→ **Requirement**:
Which lines of the records contain the word "whereabouts"? Collect each of them in full.

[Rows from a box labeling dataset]
——
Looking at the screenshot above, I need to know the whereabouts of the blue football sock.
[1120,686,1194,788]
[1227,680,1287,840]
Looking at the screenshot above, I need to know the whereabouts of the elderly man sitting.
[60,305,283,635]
——
→ **Task output**:
Looking at the screenshot above, I need to know the whereabouts of the blue football sock.
Looking at the screenshot above, I need to know the whereabouts of the elderly man sitting.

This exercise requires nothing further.